- Dataset records
——

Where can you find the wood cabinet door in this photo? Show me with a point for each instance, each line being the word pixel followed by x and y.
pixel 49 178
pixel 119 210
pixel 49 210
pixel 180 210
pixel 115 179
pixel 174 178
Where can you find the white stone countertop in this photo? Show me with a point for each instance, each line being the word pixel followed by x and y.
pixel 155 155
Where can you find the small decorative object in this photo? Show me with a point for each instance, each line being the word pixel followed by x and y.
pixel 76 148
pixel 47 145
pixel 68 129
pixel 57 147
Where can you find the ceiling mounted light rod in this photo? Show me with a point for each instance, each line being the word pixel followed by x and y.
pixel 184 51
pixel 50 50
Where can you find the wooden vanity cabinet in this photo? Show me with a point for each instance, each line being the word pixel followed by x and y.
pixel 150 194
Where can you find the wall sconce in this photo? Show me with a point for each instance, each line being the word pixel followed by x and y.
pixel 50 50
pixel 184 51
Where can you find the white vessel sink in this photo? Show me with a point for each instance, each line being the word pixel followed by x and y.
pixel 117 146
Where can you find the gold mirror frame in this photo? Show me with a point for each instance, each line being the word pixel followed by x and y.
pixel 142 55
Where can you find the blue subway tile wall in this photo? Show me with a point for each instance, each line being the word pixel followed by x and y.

——

- Task to complete
Write out all the records above again, substituting "in this image" for every occurrence of "in this photo" and changing nothing else.

- Final result
Where can you find the wood cabinet door in this image? Show me with a point for each instance, each line being the word pixel followed by x and y.
pixel 49 178
pixel 119 210
pixel 49 210
pixel 180 210
pixel 115 179
pixel 174 178
Where can you find the white stone countertop in this image? Show me with a point for each instance, each line being the word pixel followed by x and y.
pixel 155 155
Where can you find the small decorative object in this image? Show me with a point for each instance, each line being the word pixel followed by x and y.
pixel 76 148
pixel 47 145
pixel 68 129
pixel 57 147
Where can you find the ceiling mounted light rod in this image? Show me with a point for each instance, each line being the word pixel followed by x and y.
pixel 184 51
pixel 50 50
Where can you find the wooden vanity cabinet in this image? Show me with a point for each instance, each line being the word pixel followed by x and y.
pixel 150 194
Where can you find the wall sconce in this image? Show me with a point for each instance, each line being the word pixel followed by x and y.
pixel 50 50
pixel 184 51
Where can you find the white vessel sink in this image? Show me with a point for each instance, each line being the word pixel followed by x and y.
pixel 117 146
Where can you find the gold mirror frame in this image? Show me with a point for each instance, each line being the word pixel followed by x and y.
pixel 142 55
Where can you find the blue subway tile wall in this image? Show me with a point for each instance, each line being the word pixel followed by x and y.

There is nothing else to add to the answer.